=== The request ===
Would you transcribe all of the data exactly, down to the last character?

─── Data to use

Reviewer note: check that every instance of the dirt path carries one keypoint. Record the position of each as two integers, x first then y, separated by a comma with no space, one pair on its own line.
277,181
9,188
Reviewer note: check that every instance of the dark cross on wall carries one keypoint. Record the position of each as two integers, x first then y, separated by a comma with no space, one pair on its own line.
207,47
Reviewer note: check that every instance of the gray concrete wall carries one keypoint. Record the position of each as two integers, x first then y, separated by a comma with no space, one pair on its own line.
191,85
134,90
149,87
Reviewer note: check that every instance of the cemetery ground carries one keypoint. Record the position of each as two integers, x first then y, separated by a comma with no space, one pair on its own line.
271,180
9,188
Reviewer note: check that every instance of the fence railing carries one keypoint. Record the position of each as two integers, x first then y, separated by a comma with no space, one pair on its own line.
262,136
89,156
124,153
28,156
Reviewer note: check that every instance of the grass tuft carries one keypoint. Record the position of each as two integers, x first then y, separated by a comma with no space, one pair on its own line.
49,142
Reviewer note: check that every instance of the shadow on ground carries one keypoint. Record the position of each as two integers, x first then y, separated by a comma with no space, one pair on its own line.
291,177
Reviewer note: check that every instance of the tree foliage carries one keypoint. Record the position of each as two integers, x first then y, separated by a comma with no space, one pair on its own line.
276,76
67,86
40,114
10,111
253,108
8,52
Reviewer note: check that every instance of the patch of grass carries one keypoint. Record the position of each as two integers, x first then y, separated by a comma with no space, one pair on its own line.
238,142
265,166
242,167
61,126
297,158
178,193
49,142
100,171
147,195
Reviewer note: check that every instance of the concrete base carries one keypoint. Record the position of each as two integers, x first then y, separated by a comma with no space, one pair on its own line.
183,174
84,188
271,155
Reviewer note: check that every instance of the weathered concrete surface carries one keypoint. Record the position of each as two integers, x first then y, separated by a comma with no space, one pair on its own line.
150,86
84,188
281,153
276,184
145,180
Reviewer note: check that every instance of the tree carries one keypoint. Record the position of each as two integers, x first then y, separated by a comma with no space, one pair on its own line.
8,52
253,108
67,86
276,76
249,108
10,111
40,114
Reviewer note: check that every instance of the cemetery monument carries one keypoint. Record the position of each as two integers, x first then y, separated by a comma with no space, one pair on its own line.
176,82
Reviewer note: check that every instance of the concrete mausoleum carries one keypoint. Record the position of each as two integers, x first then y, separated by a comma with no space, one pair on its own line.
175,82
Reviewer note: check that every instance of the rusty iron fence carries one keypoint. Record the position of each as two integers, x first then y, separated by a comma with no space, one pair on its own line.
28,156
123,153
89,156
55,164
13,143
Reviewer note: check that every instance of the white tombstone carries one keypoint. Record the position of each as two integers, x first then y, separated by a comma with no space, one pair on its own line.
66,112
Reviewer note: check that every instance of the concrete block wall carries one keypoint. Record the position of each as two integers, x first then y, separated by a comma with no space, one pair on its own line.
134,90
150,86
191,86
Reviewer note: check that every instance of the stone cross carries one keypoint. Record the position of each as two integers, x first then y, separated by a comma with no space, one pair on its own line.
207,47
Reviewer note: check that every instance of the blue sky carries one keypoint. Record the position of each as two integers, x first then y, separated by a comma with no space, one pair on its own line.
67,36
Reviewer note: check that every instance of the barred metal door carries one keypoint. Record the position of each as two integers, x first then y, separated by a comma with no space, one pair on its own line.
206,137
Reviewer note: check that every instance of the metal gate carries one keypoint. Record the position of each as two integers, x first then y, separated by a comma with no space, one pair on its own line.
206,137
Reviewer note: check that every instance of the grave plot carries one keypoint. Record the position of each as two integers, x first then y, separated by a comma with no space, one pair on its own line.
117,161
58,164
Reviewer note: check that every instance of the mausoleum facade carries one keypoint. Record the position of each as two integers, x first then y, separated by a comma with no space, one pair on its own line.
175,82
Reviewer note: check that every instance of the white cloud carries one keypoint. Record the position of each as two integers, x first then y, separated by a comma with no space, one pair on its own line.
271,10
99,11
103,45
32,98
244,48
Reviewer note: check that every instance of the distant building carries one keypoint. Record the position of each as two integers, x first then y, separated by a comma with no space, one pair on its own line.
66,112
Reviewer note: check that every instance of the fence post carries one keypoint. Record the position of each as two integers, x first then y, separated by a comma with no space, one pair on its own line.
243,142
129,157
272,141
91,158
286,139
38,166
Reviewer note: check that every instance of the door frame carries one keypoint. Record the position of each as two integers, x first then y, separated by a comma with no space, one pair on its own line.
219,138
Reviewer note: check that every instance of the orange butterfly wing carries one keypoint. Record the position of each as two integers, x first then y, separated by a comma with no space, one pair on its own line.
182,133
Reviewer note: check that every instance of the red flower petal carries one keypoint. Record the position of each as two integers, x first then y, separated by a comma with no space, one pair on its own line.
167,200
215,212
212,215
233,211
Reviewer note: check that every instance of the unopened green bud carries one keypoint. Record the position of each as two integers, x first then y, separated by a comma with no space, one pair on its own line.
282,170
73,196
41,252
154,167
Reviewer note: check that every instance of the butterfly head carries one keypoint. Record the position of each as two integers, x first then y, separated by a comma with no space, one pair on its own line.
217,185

──────

=== Output ===
Reviewer note: check that every instance of the dirt path carries one keypoint. Record the position of each as two integers, x first then y, separated by a comma with no space, one pair on its own line.
277,181
9,188
Reviewer note: check that every instance of the dark cross on wall carries one keypoint. Record the position of each as two integers, x first then y, separated by a comma with no space, one pair on its own line.
207,47
Reviewer note: check that every instance of the gray concrete wall carries one keypoint. Record the position of each as two integers, x first then y, separated by a comma with no space, one pair on its own line.
191,85
134,90
149,87
Reviewer note: check that every instance of the cemetery ground carries one keypoint. Record the position of each as two integers, x first then y, separated by a comma with no space, one pair on its own line.
271,180
9,188
Reviewer note: check that every instance of the fence railing carries one keypoint. Record the position of each as two integers, x first then y, separated by a comma with no space, one pair on its own line.
262,136
89,156
124,153
28,156
Reviewer note: check that every instance of the grass tuft carries one keypoint. Record the position of each as two integers, x first then y, separated by a comma with no space, one pair on its own line.
49,142
Reviewer note: check that every instance of the shadow on ground carries one keypoint. Record the position of each as two integers, x first then y, separated by a comma with no space, one pair on its own line.
291,177
Reviewer note: check that every instance of the tree foliage carries one keypoint. Record the position of each as two integers, x first then y, separated by a comma with no space, one pair on its own line.
276,76
67,86
40,114
10,111
253,108
8,52
Reviewer note: check that every instance of the patch of grass carries one keypoint. Record the position of each as two integers, x first then y, separated by a comma with no space, one pair on its own line.
238,142
265,166
242,167
61,126
297,158
178,193
49,142
100,171
147,195
Reviewer note: check that every instance of the concrete base carries one keypoint. Record the position of each as two integers, x first then y, separated by a comma with no space, one pair on its own line.
183,174
84,188
271,155
Reviewer note: check that every instance of the weathered concrete surface carries one keypoint. Record the position of each as two integers, x first then y, separated by a comma with no space, one pair on its own line.
150,86
84,188
281,153
276,184
145,180
Reviewer note: check that every instance of the tree carries one keypoint. Record the position of each as two integers, x first then y, separated by a comma with no space, one pair on its own line.
8,52
253,108
67,86
276,76
249,108
10,111
40,114
Reviewer note: check that every instance of the cemetery monument carries one keypoint. Record the position of each as two integers, x first then y, separated by a comma with no space, one pair on its own line.
176,82
Reviewer note: check that every instance of the concrete mausoleum carries one keypoint. Record the position of each as two integers, x first then y, separated by a comma with no space, one pair on its own line.
175,82
Reviewer note: check that every instance of the rusty iron fence carries one keypoint. Record the position of each as two integers, x first then y, separated by a comma with no space, one pair on its own line.
28,156
123,153
89,156
55,164
13,143
Reviewer note: check that every instance of the white tombstone carries one keypoint. Record the position of each as two integers, x first then y, separated by a comma with no space, one pair on its own line.
66,112
Reviewer note: check that every instance of the concrete block wall carries one keypoint. Record the position of each as two integers, x first then y, separated by a comma with no space, one pair on its own line.
134,90
150,86
191,86
Reviewer note: check that every instance of the stone cross carries one keypoint. Record the position of each as two integers, x first then y, separated by a comma with no space, one pair on its own line.
207,47
Reviewer note: check that every instance of the blue sky carries one keypoint. Record the position of each as two integers, x first then y, separated by a comma with no space, one pair on its own line.
67,36
Reviewer note: check that every instance of the barred metal door carries one keypoint. Record the position of each as two integers, x first then y, separated by a comma with no space, one pair on its own line.
206,137
Reviewer note: check that every instance of the metal gate carries one keypoint. Record the position of each as two integers, x first then y, separated by a comma with no space, one pair on its own line.
206,137
Reviewer note: check that every instance of the grave plot carries one keypoint. Record the position of each as two integers, x first then y, separated by a comma with no space, one pair on its own line.
117,161
58,164
Reviewer note: check that every instance of the mausoleum facade carries one keypoint. Record the position of each as two integers, x first then y, separated by a comma with no space, one pair on its own line.
175,82
Reviewer note: check that every instance of the white cloud carries one keypoint. Record the position of each as two integers, x first then y, separated by a comma with no space, one pair on its own line.
271,10
99,11
103,45
32,98
244,48
Reviewer note: check that every instance of the distant building carries one keypoint. Record the position of each as two integers, x first then y, separated by a comma with no space, one pair on its own line.
66,112
Reviewer note: check that every instance of the fence post carries one keypoint. Record the position of each as two integers, x first then y, separated by a comma with no space, one pair on its own line.
243,142
129,157
272,141
91,158
286,139
38,166
Reviewer note: check that every instance of the door frame carries one keypoint. Record the position of each as two integers, x first then y, separated by a comma with no space, one pair on its own line.
219,138
Reviewer note: check that every instance of the orange butterfly wing carries one keypoint. Record the position of each as two integers, x first then y, separated by a comma with no space, one pair on its own line.
182,133
Reviewer note: check that every instance of the red flower petal carries one keypoint. Record the position of each as two integers, x first then y, separated by a comma with no space, one pair on its own line.
167,200
215,212
212,215
233,211
Reviewer note: check that every instance of the unopened green bud carries one keypoint. Record the position of each as two integers, x first then y, separated by a comma with no space, one pair on its own line.
282,170
73,196
41,252
154,167
Reviewer note: check that every instance of the butterfly head carries one keypoint. Record the position of each as two integers, x first then y, separated by a comma with no space, one pair on its own line.
217,185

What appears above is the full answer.